### Aim of the task
Could you convert the lines of the records below into a Markdown table with the columns Row and Line, starting at the line that contains "object_query: white shirt motorcyclist" and ending at the end of the records? Number each row and leave out blank lines.

### Provided information

⟨

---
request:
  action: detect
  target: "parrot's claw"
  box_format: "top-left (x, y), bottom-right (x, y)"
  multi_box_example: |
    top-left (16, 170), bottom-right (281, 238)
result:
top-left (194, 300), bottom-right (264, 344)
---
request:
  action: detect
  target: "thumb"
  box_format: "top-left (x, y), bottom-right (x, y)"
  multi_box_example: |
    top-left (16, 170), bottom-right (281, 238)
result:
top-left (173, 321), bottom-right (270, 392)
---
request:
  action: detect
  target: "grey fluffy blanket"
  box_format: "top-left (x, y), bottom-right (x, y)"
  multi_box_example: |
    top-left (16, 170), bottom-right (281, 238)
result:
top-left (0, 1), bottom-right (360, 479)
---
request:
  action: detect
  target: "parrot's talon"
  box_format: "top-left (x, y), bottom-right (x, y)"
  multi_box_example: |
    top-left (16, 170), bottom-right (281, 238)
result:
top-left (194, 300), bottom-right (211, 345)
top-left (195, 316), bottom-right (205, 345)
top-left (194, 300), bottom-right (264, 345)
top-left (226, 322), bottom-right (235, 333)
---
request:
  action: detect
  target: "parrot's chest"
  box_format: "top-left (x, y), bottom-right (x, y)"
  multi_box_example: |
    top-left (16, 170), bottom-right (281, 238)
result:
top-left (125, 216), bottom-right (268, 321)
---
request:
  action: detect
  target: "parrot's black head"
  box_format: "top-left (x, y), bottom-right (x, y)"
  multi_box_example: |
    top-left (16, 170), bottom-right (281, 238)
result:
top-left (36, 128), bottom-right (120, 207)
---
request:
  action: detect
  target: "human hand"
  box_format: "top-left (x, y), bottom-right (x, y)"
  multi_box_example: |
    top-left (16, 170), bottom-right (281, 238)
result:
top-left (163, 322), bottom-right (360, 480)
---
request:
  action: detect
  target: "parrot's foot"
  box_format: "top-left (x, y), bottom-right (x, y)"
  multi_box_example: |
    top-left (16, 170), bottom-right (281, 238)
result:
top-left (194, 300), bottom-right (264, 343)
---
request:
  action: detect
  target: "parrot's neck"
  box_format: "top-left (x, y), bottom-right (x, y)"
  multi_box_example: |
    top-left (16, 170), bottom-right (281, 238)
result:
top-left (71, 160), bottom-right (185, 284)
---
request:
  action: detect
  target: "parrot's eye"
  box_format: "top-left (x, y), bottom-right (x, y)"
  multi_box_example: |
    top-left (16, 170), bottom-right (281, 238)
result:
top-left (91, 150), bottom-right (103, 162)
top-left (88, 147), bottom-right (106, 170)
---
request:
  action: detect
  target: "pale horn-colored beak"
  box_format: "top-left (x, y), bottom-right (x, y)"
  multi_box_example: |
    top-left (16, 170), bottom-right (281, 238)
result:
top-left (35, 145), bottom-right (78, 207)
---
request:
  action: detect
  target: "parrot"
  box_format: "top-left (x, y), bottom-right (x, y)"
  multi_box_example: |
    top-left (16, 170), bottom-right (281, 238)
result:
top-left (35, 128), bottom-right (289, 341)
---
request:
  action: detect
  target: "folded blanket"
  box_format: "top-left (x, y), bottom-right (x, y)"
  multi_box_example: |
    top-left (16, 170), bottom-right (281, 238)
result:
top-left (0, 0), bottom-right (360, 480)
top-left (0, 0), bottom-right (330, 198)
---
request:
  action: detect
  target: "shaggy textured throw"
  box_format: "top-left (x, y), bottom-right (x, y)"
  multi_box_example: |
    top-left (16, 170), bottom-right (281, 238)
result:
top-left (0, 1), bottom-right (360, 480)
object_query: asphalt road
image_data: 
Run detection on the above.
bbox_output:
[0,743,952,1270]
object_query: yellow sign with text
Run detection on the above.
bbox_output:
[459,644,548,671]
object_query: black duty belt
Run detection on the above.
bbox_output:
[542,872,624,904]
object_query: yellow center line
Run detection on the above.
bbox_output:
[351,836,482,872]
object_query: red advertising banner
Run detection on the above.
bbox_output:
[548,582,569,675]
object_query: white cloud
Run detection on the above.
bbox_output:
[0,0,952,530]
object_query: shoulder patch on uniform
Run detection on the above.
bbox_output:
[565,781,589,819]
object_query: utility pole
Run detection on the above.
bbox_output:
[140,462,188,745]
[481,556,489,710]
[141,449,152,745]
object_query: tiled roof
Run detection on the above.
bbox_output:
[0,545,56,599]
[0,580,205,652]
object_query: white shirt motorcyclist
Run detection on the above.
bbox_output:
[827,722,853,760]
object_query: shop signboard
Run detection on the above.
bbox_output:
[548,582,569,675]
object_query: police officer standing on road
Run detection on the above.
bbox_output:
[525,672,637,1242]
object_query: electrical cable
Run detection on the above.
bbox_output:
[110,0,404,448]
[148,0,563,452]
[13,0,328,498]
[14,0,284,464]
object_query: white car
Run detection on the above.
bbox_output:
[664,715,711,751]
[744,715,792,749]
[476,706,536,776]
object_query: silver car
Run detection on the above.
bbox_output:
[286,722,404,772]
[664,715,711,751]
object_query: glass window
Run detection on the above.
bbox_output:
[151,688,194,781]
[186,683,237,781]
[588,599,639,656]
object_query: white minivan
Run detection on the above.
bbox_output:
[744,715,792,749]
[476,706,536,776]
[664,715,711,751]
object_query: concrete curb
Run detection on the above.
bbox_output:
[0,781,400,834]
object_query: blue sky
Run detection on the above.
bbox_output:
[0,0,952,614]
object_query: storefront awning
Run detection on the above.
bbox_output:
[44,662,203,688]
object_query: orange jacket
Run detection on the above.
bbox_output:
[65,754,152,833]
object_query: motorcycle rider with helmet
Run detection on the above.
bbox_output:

⟩

### Response to this exercise
| Row | Line |
|---|---|
| 1 | object_query: white shirt motorcyclist |
| 2 | Run detection on the above. |
| 3 | bbox_output: |
| 4 | [827,722,853,760] |
| 5 | object_query: shop signboard |
| 6 | Run detection on the above. |
| 7 | bbox_output: |
| 8 | [548,582,569,675] |
| 9 | object_query: police officer standing on road |
| 10 | Run detection on the above. |
| 11 | bbox_output: |
| 12 | [525,672,637,1242] |
| 13 | object_query: electrical cable |
| 14 | Run detection on the above. |
| 15 | bbox_output: |
| 16 | [110,0,404,448] |
| 17 | [148,0,563,452] |
| 18 | [13,0,328,498] |
| 19 | [14,0,284,464] |
| 20 | object_query: white car |
| 21 | Run detection on the above. |
| 22 | bbox_output: |
| 23 | [664,715,711,751] |
| 24 | [744,715,792,749] |
| 25 | [476,706,536,776] |
| 26 | object_query: silver car |
| 27 | Run detection on the above. |
| 28 | bbox_output: |
| 29 | [286,722,404,772] |
| 30 | [664,715,711,751] |
| 31 | object_query: glass window |
| 32 | Run detection on the above. |
| 33 | bbox_output: |
| 34 | [151,688,194,781] |
| 35 | [186,683,237,781] |
| 36 | [588,599,639,656] |
| 37 | object_query: white minivan |
| 38 | Run detection on the above. |
| 39 | bbox_output: |
| 40 | [744,715,792,749] |
| 41 | [476,706,536,776] |
| 42 | [664,715,711,751] |
| 43 | object_query: concrete curb |
| 44 | Run detection on the above. |
| 45 | bbox_output: |
| 46 | [0,781,400,834] |
| 47 | object_query: blue sky |
| 48 | Run detection on the above. |
| 49 | bbox_output: |
| 50 | [0,0,952,614] |
| 51 | object_query: storefront awning |
| 52 | Run detection on the above. |
| 53 | bbox_output: |
| 54 | [44,662,203,688] |
| 55 | object_query: orange jacket |
| 56 | Run detection on the above. |
| 57 | bbox_output: |
| 58 | [65,754,152,833] |
| 59 | object_query: motorcycle rider with helmet |
| 60 | Run detection on the above. |
| 61 | bbox_output: |